## Exercise instructions
Each line of the listing below must be retyped as given.

=====

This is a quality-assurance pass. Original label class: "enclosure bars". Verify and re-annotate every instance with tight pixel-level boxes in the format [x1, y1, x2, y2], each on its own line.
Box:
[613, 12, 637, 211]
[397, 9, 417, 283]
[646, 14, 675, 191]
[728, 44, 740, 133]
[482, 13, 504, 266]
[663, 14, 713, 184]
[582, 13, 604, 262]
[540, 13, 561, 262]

=====

## Task result
This is a quality-assurance pass. Original label class: "enclosure bars". Verify and re-annotate every instance with tight pixel-level boxes in the format [x1, y1, x2, y2], each on its own line.
Box:
[613, 12, 637, 211]
[397, 9, 417, 283]
[646, 14, 675, 191]
[728, 44, 740, 133]
[482, 13, 504, 266]
[663, 14, 713, 184]
[582, 13, 604, 262]
[540, 13, 561, 262]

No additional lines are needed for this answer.